DIRECTIONS FOR THIS TASK - Search the data for "below". Each line containing it is to be copied.
::: SUPPLIED ENTRIES :::
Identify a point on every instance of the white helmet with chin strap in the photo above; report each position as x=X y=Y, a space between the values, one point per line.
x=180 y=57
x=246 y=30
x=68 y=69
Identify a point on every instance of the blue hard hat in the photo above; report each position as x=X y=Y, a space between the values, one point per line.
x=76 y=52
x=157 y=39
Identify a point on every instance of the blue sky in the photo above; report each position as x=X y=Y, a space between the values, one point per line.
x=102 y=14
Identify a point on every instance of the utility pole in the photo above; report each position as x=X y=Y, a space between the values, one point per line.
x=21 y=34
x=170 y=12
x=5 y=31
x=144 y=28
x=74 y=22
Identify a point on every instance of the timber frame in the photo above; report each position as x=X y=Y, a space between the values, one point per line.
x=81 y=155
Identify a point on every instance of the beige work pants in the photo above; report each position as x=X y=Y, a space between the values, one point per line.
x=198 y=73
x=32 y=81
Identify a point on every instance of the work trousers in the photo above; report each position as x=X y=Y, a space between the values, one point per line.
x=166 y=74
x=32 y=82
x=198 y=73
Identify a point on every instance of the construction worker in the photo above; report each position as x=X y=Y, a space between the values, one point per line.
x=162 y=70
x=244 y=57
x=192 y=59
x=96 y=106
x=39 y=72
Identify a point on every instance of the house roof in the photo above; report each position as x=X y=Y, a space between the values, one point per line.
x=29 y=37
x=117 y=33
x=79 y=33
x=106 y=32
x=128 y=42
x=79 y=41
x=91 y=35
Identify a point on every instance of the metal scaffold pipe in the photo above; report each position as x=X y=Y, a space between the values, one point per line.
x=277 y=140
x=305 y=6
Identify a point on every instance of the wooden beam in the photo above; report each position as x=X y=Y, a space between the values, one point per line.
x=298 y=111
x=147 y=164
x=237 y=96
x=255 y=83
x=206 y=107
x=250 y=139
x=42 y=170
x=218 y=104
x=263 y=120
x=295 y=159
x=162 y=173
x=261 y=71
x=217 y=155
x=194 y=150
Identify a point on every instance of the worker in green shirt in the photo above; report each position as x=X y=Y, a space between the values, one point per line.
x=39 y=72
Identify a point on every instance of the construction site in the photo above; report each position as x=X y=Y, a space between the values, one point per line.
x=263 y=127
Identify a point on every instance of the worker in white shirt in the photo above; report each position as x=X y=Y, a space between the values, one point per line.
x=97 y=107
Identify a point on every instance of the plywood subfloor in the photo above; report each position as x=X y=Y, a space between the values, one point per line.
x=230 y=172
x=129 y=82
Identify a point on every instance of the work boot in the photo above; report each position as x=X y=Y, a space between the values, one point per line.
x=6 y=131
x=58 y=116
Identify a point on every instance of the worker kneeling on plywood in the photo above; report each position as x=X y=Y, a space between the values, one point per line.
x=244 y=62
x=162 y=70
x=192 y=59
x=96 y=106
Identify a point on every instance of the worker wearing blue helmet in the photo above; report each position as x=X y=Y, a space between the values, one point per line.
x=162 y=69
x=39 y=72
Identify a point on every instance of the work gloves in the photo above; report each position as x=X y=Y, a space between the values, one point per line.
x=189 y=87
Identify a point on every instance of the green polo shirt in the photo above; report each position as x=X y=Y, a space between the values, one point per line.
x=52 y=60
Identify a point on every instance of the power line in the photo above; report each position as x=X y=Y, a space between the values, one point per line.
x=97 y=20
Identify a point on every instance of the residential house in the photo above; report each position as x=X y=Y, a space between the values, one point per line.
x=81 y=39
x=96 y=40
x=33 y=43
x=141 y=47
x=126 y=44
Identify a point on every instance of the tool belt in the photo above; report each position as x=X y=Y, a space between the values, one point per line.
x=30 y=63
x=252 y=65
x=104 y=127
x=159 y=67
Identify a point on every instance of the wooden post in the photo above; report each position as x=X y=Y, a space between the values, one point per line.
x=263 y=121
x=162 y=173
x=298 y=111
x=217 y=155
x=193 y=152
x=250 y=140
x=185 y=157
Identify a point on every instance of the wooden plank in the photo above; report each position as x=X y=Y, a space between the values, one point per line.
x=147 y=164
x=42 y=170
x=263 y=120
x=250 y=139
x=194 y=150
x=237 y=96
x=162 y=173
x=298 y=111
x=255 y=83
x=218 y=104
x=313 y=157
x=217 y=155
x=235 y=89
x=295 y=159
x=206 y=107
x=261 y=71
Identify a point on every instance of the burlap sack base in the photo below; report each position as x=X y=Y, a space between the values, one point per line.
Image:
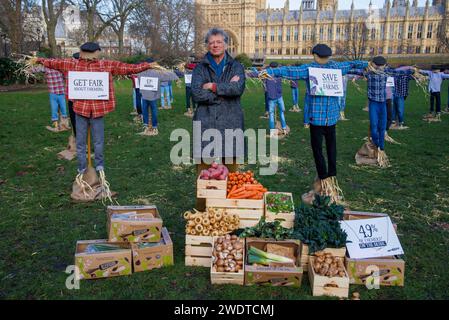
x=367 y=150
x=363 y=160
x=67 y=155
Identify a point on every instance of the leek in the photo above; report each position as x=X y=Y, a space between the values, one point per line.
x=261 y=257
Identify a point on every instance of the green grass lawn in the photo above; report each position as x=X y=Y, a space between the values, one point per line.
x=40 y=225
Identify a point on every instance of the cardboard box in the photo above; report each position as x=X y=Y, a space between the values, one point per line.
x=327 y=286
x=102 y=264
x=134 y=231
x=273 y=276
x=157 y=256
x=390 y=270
:::
::: SUPPLIED ENTRIES :::
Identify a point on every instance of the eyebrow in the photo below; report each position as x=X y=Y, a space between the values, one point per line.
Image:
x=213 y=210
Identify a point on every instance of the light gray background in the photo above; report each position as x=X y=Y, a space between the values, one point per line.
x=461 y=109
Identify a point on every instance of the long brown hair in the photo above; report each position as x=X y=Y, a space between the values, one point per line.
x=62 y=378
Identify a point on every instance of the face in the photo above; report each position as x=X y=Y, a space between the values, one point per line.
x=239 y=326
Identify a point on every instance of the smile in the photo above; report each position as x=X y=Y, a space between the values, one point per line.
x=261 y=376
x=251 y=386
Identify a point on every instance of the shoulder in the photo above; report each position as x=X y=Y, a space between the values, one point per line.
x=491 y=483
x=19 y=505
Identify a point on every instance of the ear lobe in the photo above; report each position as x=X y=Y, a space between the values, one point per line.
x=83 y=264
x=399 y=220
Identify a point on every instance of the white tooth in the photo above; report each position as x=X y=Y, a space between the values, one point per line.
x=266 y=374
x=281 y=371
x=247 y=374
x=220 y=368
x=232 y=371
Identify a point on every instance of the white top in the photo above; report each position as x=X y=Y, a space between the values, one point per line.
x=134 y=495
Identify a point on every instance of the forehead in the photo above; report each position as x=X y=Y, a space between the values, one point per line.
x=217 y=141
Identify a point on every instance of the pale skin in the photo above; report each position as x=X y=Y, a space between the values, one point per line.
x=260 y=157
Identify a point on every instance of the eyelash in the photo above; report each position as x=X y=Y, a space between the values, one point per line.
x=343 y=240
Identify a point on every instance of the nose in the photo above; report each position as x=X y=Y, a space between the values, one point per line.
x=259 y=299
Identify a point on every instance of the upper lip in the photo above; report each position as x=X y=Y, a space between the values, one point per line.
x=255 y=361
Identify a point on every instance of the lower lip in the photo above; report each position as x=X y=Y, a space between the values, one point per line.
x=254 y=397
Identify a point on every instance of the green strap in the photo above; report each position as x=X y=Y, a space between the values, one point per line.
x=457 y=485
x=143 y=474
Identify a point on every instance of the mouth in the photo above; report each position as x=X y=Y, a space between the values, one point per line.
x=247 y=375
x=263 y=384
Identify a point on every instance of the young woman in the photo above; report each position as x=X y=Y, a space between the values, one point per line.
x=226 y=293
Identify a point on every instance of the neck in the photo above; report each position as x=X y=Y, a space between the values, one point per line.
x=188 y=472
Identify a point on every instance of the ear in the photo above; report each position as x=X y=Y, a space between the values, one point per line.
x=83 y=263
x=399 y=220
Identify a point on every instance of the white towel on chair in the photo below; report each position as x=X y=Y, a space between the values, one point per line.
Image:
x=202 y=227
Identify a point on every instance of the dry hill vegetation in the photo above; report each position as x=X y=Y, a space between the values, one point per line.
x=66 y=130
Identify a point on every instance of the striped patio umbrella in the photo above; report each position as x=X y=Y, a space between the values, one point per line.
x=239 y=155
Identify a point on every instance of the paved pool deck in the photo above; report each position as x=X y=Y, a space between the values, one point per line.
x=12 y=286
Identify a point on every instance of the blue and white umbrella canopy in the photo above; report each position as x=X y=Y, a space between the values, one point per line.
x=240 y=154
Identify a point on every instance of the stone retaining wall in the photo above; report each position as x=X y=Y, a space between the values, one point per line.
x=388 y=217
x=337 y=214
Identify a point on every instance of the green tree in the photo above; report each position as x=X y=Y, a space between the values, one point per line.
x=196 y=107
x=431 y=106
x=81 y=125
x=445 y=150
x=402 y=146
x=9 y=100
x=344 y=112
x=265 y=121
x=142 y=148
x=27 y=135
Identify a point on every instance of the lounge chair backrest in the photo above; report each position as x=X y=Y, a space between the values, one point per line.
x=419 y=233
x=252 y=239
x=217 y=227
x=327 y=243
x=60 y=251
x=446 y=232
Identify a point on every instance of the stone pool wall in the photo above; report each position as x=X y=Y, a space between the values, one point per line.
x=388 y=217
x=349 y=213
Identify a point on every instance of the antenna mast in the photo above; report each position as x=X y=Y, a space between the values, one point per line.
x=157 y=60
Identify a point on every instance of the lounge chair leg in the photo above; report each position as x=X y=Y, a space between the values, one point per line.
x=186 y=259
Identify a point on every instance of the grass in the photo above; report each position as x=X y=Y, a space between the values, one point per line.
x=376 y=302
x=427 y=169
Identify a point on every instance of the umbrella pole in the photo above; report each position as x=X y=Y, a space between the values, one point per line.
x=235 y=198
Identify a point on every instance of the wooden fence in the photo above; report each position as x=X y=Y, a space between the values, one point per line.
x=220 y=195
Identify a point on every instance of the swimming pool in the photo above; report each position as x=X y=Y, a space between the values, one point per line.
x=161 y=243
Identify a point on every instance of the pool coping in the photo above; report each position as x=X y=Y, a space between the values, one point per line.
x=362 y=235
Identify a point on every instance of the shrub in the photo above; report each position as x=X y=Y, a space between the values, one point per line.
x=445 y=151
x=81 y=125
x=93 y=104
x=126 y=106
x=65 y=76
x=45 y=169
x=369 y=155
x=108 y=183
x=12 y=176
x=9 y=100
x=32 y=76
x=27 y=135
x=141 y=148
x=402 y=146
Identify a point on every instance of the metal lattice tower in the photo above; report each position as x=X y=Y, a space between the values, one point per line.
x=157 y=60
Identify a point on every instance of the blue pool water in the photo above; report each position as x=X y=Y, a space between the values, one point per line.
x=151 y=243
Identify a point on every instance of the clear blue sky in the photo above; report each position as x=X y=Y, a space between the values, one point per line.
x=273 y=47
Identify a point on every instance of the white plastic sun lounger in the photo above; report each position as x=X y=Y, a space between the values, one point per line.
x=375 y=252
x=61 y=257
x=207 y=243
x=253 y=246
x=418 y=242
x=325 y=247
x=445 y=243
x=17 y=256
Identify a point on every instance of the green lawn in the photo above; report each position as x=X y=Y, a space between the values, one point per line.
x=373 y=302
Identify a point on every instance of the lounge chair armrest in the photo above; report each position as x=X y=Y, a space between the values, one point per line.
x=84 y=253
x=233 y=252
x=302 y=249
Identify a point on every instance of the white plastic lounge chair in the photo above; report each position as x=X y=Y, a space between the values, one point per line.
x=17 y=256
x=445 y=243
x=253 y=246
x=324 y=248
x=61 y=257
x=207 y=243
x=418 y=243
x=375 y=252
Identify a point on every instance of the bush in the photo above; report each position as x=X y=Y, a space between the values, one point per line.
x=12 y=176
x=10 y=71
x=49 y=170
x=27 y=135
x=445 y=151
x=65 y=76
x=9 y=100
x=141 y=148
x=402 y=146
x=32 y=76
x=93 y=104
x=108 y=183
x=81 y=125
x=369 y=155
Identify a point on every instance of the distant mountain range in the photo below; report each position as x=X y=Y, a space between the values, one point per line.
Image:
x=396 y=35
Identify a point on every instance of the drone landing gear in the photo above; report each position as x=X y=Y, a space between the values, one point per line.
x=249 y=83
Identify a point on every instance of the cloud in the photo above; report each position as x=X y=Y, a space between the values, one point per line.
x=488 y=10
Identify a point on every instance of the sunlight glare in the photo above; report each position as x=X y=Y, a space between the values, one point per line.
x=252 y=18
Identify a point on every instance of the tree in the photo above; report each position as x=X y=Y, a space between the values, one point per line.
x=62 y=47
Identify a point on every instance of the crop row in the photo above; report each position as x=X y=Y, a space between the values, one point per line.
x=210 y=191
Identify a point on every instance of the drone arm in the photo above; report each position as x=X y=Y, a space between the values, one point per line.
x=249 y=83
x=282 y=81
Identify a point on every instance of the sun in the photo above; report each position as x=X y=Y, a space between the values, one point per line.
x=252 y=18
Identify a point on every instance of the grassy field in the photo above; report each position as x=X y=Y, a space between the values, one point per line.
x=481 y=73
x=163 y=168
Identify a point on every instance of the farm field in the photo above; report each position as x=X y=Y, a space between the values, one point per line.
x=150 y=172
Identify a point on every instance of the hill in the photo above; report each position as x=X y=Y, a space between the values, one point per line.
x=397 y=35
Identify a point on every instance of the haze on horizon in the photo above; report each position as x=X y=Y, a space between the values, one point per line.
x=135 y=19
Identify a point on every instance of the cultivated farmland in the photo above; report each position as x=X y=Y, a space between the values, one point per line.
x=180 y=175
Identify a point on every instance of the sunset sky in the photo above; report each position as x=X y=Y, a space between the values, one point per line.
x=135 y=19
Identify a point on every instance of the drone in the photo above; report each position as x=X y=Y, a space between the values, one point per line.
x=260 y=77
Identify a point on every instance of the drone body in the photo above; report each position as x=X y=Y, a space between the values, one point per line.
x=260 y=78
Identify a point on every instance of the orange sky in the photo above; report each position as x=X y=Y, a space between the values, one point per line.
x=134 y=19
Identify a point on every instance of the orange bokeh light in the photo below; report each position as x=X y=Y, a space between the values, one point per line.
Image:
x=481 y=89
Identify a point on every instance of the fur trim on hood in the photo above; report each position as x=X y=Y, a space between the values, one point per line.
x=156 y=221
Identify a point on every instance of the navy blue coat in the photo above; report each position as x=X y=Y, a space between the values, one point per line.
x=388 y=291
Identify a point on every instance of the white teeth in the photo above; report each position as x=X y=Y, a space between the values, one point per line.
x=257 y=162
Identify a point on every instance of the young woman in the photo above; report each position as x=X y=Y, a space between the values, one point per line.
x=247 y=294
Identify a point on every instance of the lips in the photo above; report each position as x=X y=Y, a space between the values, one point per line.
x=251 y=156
:::
::: SUPPLIED ENTRIES :::
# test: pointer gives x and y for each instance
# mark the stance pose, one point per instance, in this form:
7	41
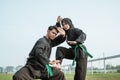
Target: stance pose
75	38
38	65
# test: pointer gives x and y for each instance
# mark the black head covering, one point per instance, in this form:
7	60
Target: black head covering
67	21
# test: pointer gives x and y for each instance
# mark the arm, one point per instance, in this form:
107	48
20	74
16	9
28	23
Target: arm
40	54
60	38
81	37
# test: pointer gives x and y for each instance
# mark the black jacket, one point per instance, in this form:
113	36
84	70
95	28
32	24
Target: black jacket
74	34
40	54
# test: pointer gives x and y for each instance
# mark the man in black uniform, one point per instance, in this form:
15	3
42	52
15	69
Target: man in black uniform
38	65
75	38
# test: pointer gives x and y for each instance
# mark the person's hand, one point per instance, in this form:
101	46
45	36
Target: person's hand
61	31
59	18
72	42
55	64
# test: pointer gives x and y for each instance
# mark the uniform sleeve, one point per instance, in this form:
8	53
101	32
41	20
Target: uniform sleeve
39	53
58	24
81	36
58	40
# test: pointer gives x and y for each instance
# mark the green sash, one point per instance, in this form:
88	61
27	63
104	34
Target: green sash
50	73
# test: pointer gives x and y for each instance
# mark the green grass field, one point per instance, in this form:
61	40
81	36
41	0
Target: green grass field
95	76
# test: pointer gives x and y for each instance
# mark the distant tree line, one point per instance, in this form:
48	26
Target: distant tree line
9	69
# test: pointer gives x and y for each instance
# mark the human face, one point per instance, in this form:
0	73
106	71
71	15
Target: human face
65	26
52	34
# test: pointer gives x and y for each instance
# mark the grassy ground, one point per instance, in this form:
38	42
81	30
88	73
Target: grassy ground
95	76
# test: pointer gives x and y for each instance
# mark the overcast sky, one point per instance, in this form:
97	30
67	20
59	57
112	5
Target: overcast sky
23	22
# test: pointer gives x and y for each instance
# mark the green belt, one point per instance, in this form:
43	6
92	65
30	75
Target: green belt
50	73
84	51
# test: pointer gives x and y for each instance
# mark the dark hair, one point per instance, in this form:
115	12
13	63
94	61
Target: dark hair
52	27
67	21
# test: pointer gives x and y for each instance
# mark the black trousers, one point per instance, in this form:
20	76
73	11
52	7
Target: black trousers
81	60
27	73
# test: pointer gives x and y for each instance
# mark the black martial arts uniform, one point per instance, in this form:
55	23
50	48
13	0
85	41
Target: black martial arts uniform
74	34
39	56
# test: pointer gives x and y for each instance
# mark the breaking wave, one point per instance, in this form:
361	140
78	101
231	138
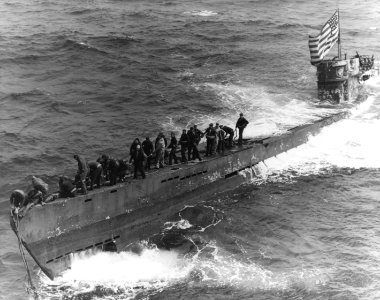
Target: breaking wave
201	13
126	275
:::
RESPONSE -
Identify a point on every instance of the burlap sack base in the photo below; report each position as x=X y=Y, a space between the values, one point per line.
Identify a point on every instance of the eyebrow in the photo below; report each position as x=X y=Y, a space between the values, one point per line.
Identify a point on every instance of the white towel on chair in the photo below; report each position as x=X y=Y, a space between the values, one point per line.
Identify a point on every instance of the distant mountain range in the photo below; report each position as x=X y=Y, a space between the values, one point per line.
Identify a point on every instance of the orange bokeh light in the photo below; report each position as x=X y=Y, a space between the values, one point per line.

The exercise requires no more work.